» **Coordinate annotation records**

-- START --

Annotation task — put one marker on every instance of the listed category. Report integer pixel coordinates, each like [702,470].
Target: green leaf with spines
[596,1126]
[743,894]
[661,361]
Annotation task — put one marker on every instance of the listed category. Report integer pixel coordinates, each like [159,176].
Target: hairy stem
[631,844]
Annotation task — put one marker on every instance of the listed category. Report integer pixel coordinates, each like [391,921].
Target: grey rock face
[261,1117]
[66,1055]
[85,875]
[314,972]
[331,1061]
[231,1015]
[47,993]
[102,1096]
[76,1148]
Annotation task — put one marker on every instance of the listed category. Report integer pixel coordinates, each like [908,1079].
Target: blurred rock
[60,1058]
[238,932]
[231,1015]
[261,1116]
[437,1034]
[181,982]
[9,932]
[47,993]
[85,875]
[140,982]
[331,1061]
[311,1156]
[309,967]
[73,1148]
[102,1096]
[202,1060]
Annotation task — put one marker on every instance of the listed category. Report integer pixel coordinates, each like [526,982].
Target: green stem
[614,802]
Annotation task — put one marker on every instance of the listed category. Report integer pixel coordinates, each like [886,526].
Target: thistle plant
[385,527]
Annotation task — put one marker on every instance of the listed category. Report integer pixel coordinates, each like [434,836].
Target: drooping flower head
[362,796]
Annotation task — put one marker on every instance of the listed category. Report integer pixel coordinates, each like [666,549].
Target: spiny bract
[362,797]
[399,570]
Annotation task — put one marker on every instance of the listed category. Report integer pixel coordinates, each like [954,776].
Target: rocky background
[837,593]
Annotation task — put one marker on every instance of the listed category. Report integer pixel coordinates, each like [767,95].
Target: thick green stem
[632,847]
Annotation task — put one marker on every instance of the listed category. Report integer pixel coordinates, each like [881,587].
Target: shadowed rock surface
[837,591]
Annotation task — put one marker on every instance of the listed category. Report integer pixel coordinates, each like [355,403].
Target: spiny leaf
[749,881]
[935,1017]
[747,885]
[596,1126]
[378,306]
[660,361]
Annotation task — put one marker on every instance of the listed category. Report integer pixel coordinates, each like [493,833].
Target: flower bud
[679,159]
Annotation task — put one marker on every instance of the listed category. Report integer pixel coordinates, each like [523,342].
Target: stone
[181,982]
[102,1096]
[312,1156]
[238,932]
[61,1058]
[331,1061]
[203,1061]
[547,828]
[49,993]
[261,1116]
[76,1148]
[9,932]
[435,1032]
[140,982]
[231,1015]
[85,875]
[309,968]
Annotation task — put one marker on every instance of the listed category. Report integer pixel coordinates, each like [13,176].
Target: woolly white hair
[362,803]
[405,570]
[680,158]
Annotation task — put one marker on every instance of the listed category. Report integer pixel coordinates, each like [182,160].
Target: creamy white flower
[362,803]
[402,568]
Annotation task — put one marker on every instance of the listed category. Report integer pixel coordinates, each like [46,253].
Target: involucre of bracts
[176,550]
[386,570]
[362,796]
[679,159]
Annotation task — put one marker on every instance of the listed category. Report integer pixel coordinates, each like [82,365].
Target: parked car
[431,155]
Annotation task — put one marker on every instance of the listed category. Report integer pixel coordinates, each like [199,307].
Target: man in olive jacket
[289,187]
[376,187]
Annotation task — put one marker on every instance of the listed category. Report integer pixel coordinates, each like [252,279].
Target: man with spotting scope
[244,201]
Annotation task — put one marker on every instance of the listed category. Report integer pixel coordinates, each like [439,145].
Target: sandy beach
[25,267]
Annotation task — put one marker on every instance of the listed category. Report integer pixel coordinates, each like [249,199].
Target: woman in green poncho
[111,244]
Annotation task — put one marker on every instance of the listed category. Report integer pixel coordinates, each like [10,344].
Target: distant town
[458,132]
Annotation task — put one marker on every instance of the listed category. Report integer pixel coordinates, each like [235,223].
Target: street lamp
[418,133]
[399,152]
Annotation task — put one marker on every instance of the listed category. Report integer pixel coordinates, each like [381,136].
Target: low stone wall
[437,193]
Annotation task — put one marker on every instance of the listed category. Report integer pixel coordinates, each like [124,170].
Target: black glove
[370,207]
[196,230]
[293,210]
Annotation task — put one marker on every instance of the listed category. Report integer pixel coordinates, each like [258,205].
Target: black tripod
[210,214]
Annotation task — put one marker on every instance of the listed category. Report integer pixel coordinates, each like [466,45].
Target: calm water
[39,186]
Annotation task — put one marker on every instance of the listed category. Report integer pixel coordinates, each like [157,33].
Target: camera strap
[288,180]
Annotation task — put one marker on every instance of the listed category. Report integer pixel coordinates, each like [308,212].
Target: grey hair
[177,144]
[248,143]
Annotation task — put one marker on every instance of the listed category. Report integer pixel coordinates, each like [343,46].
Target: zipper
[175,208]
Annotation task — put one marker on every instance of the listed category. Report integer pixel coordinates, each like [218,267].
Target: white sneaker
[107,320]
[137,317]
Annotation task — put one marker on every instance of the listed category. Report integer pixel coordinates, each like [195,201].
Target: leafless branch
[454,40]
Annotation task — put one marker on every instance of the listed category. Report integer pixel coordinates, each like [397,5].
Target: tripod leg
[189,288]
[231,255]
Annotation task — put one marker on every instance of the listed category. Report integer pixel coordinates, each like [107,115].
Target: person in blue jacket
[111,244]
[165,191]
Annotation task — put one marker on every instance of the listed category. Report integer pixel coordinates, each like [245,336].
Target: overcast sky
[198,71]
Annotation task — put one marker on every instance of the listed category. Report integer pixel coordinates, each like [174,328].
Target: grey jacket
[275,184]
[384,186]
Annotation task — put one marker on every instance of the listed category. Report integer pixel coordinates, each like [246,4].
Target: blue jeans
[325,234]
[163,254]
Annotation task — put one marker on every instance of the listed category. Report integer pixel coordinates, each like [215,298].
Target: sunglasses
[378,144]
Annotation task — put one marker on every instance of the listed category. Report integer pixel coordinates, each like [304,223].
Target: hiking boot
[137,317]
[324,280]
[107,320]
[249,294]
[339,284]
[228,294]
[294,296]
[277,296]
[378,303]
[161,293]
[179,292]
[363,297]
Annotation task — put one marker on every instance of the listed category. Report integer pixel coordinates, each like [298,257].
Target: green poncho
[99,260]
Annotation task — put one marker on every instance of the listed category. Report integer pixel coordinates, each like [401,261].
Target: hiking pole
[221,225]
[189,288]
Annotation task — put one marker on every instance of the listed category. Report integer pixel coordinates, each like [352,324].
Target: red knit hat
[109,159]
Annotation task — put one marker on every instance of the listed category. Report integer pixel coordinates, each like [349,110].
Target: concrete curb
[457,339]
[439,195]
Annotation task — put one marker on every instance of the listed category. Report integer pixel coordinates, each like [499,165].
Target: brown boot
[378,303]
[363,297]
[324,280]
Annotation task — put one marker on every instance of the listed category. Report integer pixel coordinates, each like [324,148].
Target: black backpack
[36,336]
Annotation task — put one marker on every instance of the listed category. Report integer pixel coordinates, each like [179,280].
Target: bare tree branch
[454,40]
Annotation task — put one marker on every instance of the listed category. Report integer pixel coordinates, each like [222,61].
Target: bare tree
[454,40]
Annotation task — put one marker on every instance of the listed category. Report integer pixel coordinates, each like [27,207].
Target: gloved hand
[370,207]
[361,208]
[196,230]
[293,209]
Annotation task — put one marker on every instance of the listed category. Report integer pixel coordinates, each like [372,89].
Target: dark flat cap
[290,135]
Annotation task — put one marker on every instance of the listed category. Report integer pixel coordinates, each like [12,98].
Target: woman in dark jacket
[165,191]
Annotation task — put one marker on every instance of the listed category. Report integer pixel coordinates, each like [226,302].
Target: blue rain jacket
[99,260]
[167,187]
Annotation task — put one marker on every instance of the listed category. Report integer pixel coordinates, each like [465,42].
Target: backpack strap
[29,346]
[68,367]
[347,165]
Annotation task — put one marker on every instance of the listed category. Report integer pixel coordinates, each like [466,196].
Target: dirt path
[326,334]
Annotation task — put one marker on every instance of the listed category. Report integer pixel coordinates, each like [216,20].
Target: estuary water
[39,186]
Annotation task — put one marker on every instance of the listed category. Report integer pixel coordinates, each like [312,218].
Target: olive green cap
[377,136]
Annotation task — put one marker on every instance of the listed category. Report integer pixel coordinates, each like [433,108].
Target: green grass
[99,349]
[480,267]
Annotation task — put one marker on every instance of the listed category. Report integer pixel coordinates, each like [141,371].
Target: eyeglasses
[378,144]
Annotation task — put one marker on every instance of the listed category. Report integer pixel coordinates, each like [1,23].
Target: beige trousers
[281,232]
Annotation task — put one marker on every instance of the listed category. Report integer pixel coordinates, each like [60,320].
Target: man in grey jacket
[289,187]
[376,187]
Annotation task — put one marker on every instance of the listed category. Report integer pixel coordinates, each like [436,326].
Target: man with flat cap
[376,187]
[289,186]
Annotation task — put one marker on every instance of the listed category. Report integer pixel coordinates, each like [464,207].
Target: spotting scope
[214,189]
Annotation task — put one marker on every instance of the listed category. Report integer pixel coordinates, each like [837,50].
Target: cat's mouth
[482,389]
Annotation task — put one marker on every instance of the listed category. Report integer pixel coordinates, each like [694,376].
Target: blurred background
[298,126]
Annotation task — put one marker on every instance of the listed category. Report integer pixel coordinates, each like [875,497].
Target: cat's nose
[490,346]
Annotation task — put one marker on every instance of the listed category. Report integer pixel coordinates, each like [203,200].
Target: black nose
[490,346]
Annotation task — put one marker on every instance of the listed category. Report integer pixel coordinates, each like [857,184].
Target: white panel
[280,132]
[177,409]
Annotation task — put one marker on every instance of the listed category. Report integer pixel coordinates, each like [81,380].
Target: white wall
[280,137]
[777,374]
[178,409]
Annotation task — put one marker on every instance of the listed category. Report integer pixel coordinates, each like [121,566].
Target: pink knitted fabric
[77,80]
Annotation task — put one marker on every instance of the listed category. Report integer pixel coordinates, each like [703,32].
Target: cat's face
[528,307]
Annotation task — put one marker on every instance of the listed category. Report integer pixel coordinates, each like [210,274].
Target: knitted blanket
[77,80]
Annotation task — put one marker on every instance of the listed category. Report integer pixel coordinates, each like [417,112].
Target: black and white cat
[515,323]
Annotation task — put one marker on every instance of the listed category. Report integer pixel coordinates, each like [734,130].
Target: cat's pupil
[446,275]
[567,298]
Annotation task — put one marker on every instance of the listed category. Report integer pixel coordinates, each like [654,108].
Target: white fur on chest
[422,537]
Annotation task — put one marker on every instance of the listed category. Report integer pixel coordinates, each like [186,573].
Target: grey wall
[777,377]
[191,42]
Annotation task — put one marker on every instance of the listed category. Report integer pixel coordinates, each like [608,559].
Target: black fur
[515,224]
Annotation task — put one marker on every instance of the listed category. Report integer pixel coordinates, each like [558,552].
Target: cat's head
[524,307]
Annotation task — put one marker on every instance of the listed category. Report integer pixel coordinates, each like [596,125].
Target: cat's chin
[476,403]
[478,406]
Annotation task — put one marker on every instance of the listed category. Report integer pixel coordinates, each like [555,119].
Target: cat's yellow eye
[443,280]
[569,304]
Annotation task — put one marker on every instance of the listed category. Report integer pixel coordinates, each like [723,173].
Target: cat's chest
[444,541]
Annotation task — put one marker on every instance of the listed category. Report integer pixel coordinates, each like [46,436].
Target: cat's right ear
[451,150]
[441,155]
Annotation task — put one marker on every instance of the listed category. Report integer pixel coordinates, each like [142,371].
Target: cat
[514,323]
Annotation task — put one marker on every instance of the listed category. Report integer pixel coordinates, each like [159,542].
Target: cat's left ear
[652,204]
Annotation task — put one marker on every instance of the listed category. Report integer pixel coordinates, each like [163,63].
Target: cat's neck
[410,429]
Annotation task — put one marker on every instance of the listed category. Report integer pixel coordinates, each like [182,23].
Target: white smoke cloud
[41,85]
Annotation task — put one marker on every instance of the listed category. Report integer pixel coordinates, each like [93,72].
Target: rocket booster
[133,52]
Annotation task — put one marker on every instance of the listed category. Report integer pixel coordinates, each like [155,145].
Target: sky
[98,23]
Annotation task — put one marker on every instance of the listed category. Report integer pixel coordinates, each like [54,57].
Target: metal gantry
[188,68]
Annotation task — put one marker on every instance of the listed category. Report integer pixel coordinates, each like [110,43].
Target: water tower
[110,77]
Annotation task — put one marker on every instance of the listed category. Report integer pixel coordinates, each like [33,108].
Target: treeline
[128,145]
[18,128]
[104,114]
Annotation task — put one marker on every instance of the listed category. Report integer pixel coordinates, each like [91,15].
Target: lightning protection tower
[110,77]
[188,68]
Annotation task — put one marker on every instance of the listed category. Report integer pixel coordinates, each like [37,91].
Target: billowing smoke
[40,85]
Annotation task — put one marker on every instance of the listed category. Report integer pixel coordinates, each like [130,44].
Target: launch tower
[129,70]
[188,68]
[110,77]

-- END --

» **Job**
Give the stretch from the line containing "each like [130,44]." through the end of the records as a numbered list, leaving out any blank lines.

» **Solution**
1. Annotation task — put one marker on every instance of the listed category. Report integer pixel coordinates, each like [130,44].
2. Target: launch tower
3. [129,70]
4. [188,68]
5. [110,77]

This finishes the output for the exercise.